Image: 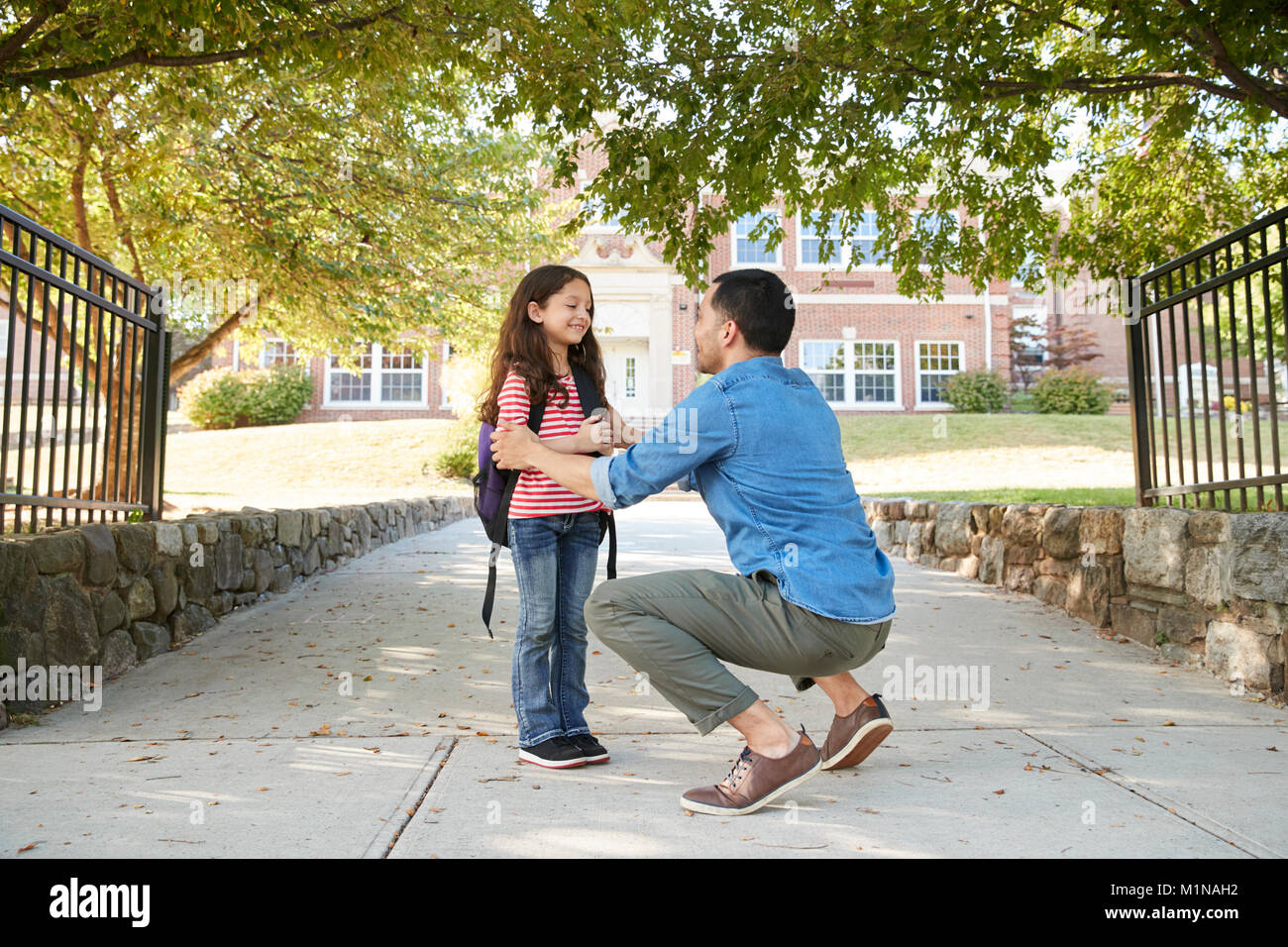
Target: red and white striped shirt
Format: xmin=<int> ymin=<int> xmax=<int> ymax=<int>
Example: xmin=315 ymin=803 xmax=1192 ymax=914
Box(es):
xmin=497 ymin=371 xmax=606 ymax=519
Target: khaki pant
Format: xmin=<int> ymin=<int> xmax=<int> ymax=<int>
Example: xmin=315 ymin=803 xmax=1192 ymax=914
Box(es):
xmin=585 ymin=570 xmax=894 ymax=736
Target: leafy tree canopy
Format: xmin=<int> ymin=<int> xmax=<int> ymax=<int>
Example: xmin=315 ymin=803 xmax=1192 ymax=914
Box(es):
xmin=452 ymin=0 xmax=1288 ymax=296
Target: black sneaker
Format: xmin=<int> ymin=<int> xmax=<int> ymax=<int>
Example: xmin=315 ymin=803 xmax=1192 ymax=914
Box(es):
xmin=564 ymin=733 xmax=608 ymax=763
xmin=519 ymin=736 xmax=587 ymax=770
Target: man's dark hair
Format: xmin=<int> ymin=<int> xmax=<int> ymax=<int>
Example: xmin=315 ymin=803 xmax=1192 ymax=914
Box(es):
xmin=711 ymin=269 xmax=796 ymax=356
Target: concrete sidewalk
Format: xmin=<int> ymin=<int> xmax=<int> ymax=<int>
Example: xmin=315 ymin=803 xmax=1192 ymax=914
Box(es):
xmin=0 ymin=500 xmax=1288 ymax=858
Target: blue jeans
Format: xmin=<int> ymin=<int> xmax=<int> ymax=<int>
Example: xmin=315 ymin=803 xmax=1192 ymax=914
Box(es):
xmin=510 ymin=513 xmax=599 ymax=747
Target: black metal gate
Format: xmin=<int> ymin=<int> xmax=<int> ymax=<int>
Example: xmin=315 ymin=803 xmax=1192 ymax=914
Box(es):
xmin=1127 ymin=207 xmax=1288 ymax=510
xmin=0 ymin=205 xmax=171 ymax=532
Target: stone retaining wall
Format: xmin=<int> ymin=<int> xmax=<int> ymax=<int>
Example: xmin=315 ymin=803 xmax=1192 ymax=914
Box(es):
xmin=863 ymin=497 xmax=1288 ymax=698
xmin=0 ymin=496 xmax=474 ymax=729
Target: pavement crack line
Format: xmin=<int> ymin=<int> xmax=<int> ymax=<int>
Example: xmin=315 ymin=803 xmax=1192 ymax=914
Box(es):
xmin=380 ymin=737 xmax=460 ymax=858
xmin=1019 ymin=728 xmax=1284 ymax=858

--

### What you will do
Rewrite the items from the line holding "Target: black sneaker" through the line holding "xmin=711 ymin=269 xmax=796 ymax=356", inclusive, swapping "dark hair" for "brown hair" and changing nothing else.

### Result of the task
Target: black sneaker
Format: xmin=<int> ymin=<int> xmax=<int> ymax=<int>
Example: xmin=315 ymin=803 xmax=1192 ymax=914
Box(es):
xmin=564 ymin=733 xmax=608 ymax=763
xmin=519 ymin=736 xmax=587 ymax=770
Target: man's brown hair
Format: xmin=<int> ymin=<int> xmax=<int> ymax=<int>
Example: xmin=315 ymin=803 xmax=1192 ymax=914
Box(es):
xmin=711 ymin=269 xmax=796 ymax=356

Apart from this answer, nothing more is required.